# [Task]
The data below should be repeated exactly and in full.

══ Data ══

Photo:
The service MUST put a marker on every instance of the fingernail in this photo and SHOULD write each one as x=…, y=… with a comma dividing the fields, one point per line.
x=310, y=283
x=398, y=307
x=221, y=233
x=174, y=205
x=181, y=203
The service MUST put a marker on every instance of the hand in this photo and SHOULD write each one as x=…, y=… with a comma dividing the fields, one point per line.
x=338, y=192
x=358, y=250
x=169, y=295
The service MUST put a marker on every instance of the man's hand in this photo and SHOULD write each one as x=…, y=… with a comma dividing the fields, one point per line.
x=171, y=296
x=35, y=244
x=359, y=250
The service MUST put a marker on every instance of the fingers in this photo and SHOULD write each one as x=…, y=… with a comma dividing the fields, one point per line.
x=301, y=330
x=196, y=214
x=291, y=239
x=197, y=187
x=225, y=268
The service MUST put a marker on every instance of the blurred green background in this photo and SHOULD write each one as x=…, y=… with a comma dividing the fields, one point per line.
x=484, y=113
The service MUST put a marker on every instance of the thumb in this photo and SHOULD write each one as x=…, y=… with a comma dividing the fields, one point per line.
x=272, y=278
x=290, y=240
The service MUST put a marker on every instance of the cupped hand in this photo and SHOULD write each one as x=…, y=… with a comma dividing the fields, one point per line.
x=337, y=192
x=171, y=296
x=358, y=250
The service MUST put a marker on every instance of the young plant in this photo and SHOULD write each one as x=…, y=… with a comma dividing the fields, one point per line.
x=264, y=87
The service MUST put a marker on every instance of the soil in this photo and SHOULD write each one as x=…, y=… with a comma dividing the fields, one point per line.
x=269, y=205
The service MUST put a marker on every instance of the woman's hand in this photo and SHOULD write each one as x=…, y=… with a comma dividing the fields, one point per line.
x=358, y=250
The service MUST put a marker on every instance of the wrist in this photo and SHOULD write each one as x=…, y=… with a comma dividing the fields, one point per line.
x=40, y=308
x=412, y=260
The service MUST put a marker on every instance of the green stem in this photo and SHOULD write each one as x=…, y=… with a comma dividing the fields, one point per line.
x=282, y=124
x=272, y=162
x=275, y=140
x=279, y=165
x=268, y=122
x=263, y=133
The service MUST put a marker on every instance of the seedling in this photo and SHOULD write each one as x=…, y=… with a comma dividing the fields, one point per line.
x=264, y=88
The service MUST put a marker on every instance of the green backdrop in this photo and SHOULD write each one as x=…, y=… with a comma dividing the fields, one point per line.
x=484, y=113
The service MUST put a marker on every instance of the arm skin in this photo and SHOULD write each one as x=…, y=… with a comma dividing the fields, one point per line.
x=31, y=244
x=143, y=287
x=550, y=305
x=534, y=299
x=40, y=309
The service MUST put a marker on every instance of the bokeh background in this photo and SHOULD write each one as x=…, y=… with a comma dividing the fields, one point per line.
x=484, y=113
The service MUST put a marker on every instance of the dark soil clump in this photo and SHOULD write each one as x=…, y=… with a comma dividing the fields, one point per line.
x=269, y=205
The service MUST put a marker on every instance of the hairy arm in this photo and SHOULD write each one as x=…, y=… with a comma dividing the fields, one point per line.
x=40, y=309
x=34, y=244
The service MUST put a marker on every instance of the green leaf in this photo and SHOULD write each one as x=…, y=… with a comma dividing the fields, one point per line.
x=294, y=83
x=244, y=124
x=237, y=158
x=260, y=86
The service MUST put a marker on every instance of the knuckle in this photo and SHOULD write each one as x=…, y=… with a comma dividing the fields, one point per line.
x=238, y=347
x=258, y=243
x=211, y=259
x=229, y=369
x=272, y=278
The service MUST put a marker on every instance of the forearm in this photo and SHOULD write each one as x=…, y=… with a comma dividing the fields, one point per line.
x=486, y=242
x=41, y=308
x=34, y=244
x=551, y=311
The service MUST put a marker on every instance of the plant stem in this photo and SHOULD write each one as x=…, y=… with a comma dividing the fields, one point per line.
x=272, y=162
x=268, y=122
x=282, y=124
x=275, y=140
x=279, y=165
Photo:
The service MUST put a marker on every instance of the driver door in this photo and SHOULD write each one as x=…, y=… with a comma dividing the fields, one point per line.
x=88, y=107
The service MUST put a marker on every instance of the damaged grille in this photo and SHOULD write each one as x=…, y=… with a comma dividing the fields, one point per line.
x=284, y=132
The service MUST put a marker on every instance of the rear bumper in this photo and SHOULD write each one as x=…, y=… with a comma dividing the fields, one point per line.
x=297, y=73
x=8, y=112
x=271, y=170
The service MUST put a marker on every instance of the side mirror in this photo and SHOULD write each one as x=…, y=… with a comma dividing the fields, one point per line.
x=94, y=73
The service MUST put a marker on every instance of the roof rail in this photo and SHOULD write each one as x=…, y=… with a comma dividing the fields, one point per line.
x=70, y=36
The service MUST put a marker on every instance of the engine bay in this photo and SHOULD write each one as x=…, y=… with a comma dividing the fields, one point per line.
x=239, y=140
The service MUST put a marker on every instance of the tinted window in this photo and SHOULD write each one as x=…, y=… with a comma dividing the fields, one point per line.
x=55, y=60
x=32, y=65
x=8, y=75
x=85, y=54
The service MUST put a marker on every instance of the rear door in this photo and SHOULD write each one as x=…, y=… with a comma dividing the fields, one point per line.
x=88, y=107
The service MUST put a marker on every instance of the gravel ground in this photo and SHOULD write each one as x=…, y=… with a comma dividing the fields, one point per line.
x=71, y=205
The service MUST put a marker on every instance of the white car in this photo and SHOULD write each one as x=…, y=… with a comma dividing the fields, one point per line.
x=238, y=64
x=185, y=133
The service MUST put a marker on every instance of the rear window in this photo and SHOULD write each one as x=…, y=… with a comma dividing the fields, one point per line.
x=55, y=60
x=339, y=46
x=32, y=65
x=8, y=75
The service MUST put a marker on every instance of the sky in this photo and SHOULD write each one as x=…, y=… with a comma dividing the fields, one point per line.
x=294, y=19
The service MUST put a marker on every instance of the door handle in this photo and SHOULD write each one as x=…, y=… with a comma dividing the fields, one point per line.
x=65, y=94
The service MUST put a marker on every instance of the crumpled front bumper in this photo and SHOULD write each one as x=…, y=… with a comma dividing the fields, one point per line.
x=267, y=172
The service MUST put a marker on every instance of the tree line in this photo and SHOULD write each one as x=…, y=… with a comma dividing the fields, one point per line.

═══

# [Solution for this problem]
Photo:
The service MUST put a marker on every instance of the fingernail in this photo and SHOULD write each one as x=…, y=… with a comma dividing the fields, one point per line.
x=310, y=283
x=398, y=307
x=221, y=233
x=174, y=205
x=181, y=203
The service MUST put a marker on every instance of the hand in this photo and SHOULD write each one as x=…, y=… with a comma dividing the fields, one point per line.
x=338, y=192
x=358, y=250
x=169, y=295
The service MUST put a marker on every instance of the man's hand in this photo and SHOULD write each one as x=…, y=… with a comma dividing the fields, one point per line.
x=171, y=296
x=35, y=244
x=359, y=250
The service MUST put a marker on every instance of the fingers in this photo and SHOULD write each one as x=…, y=… with a comma dividing the fields, one point per line.
x=301, y=330
x=196, y=214
x=291, y=239
x=197, y=187
x=225, y=268
The service MUST put a marker on every instance of the blurred green background in this photo and SHOULD write each one as x=…, y=… with a comma dividing the fields, one point per line.
x=484, y=113
The service MUST put a marker on every instance of the thumb in this photo and SHOULD write each one as x=…, y=… with a comma dividing the fields, one point per line.
x=272, y=278
x=290, y=240
The service MUST put a marker on every instance of the cupped hand in this photo and SHOULD write each one as x=…, y=… with a comma dividing the fields, one point per line.
x=337, y=192
x=171, y=296
x=358, y=250
The service MUST put a marker on every instance of the young plant in this photo and SHOULD write each one as x=…, y=… with a comma dividing the fields, one point per line.
x=264, y=87
The service MUST put a marker on every instance of the soil in this photo and SHOULD write each one as x=…, y=… with a comma dividing the fields, one point per line.
x=269, y=205
The service MUST put a marker on every instance of the woman's hand in this photo and SHOULD write each one as x=…, y=… with a comma dividing the fields, one point per line.
x=358, y=250
The service MUST put a marker on every instance of the wrist in this photo and SHOULD write each one as x=…, y=… with a comma dividing the fields, one point per line.
x=40, y=308
x=412, y=260
The service MUST put a marker on every instance of the green stem in this photo and SHOULD write each one as x=…, y=… with a comma dividing the fields, one point per line.
x=282, y=124
x=272, y=162
x=275, y=140
x=279, y=165
x=268, y=122
x=263, y=133
The service MUST put a marker on every instance of the seedling in this photo and SHOULD write each one as x=…, y=… with a comma dividing the fields, one point per line.
x=264, y=88
The service MUST put a marker on every instance of the green backdrop in this photo and SHOULD write each one as x=…, y=… with a comma dividing the fields, one point per line.
x=484, y=113
The service MUST put a marker on every instance of the arm skin in this photo and SHOULD write each one as x=…, y=… with a comma dividing the fields, one point per line.
x=31, y=244
x=143, y=287
x=550, y=305
x=534, y=299
x=40, y=309
The service MUST put a marker on every instance of the bokeh background in this photo and SHOULD write each one as x=…, y=… with a comma dividing the fields, one point per line.
x=484, y=113
The service MUST put a marker on every instance of the dark soil clump in this photo and SHOULD write each one as x=…, y=… with a comma dividing the fields, one point per line.
x=269, y=205
The service MUST put a marker on every instance of the hairy arm in this photo and SHOULD write each one as x=…, y=… with a comma dividing the fields, one point per line.
x=40, y=309
x=34, y=244
The service MUST put a marker on every instance of the green leaf in this photo and SHOULD write each one as x=…, y=… with a comma dividing the fields, one point per line.
x=294, y=83
x=244, y=124
x=237, y=158
x=260, y=86
The service MUST put a marker on every instance of the knuckle in this photo and SHOULD write each one as x=…, y=… with a comma dividing the fields, one point per line.
x=238, y=347
x=258, y=243
x=211, y=259
x=229, y=369
x=272, y=278
The service MUST put a marker on every instance of the forearm in this photo and SHOULD write each one as x=…, y=… with a comma dividing the fields, one point per line.
x=486, y=242
x=41, y=308
x=34, y=244
x=551, y=311
The service MUST put a marker on every instance of the plant stem in this photo and SHOULD write each one as x=…, y=… with a comma dividing the fields, one point per line.
x=272, y=162
x=268, y=122
x=282, y=124
x=275, y=140
x=279, y=165
Photo:
The service MUST put a marker on every instance of the driver door in this photo and SHOULD write each one as x=…, y=… with a comma dividing the fields, one point per line.
x=88, y=107
The service MUST put a marker on every instance of the damaged grille in this photo and SHOULD write each one as x=…, y=… with a comma dividing the fields, one point per line.
x=284, y=132
The service MUST put a marker on every instance of the rear bumper in this photo and SHOULD write each one as x=…, y=… with a comma dividing the fields, one point per line.
x=297, y=73
x=8, y=112
x=271, y=170
The service MUST put a marker on every instance of the side mirror in this photo and SHOULD write each one as x=…, y=… with a comma dividing the fields, one point per line.
x=94, y=73
The service MUST put a marker on every instance of the roof rail in this photo and SHOULD write each one as x=…, y=… with a comma dividing the fields, one point per line.
x=70, y=36
The service MUST put a marker on every instance of the engine bay in this photo and SHOULD write each one as x=…, y=… with a comma dividing the fields, one point per line.
x=239, y=140
The service MUST put a marker on every instance of the tinted window in this photo and SHOULD write each one as x=…, y=… with a comma dividing the fields, one point per line.
x=55, y=60
x=32, y=65
x=8, y=75
x=85, y=54
The service MUST put a marker on every instance of the rear door in this photo and SHOULD write each one as x=…, y=… with a comma dividing the fields, one point per line.
x=88, y=107
The service MUST put a marker on every instance of the gravel ground in this photo and SHOULD write each one as x=…, y=… with a comma dividing the fields, one point per line.
x=71, y=205
The service MUST put a marker on every instance of the white car in this photo and SHOULD write each one as x=…, y=… with a comma dividing the fields, one point per line.
x=238, y=64
x=185, y=133
The service MUST put a marker on every instance of the rear window in this photo and SHOULD write each one as x=…, y=… with a comma dividing the fields, one point per line.
x=55, y=60
x=339, y=46
x=32, y=65
x=8, y=75
The service MUST put a marker on every instance of the sky in this photo and SHOULD write each one as x=…, y=… with a comma dividing the fields, one point per line.
x=294, y=19
The service MUST put a marker on every instance of the door handle in this photo and SHOULD write each one as x=…, y=… with a comma dividing the fields, one point per line.
x=65, y=94
The service MUST put a marker on every instance of the crumpled front bumper in this photo and SHOULD write each one as x=…, y=… with a comma dividing the fields, one point per line.
x=267, y=172
The service MUST put a marker on every instance of the tree line in this photo and SHOULD write each one as x=…, y=… with a comma dividing the fields, one point per line.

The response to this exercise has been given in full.